Text provided ->
────────

Kg's a good defensive player. But when he defends Dirk, he looks like Shawn Bradley. So what's the use of all that defensive ability if you can't stop who your guarding? Or at least contain him?

Yes he may grab rebounds better than Dirk, but he can't score like Dirk. I recall last year's playoffs when the Mavs only grabbed a couple rebounds throughout a whole game. Dirk had no rebounds I think. The next game, he told himself and the media that that wasn't going to happen again. Then next game, double digit rebounds. 

Garnett couldn't put up at least 30 in a playoff game if he tried his hardest. It'll be hard now this season, now that the T-Wolves have Cassell, Spree, and Wally all chucking up shots to better their own personal stats.


----------



## TDaddy25 (Aug 25, 2003)

> Originally posted by <b>Stinger</b>!
> 
> 
> :yes: :yes: :yes:
> ...



KG had better numbers last playoffs than Dirk
KG- 27,15,5
Dirk- 25,11,3

and your happy dirk had double digit rebounds, he is 7 foot!!! 4 less a game than Garnett in the playoff, and shaq went against the most dominating player of this time and one of the most ever, SHAQ. KG never has went through a game with NO REBOUNDS.


----------



## Dragnsmke1 (Jul 29, 2002)

> Originally posted by <b>TDaddy25</b>!
> 
> 
> 
> ...


And thats with Dirk sharing the ball with 3 other all-stars. Finley Nash,and NVE. Wow Dirk is good!!!


----------



## Stinger (Jun 10, 2003)

> Originally posted by <b>TDaddy25</b>!
> 
> 
> 
> ...


Height isn't the biggest factor in rebounding. Ala Dennis Rodman and Big Ben Wallace. 

T-Wolves didn't have anyone else who could score last playoffs. Garnett was the go to guy and he only averaged 2 more points than Dirk. KG has good offensive talent, it's just that Dirk is on a whole different level. A level KG can't contain. 





> shaq went against the most dominating player of this time and one of the most ever, SHAQ.


I don't understand that sentence.


----------



## texan (Jul 10, 2003)

────────

Source excerpt ->
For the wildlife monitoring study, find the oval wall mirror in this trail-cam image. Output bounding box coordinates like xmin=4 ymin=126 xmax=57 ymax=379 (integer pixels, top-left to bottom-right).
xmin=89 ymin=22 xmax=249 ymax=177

────────

Short exercise -> Give each username that heads a post in the forum thread, with the date shown next to it.

Answer to the problem ->
TDaddy25 (Aug 25, 2003)
Dragnsmke1 (Jul 29, 2002)
Stinger (Jun 10, 2003)
texan (Jul 10, 2003)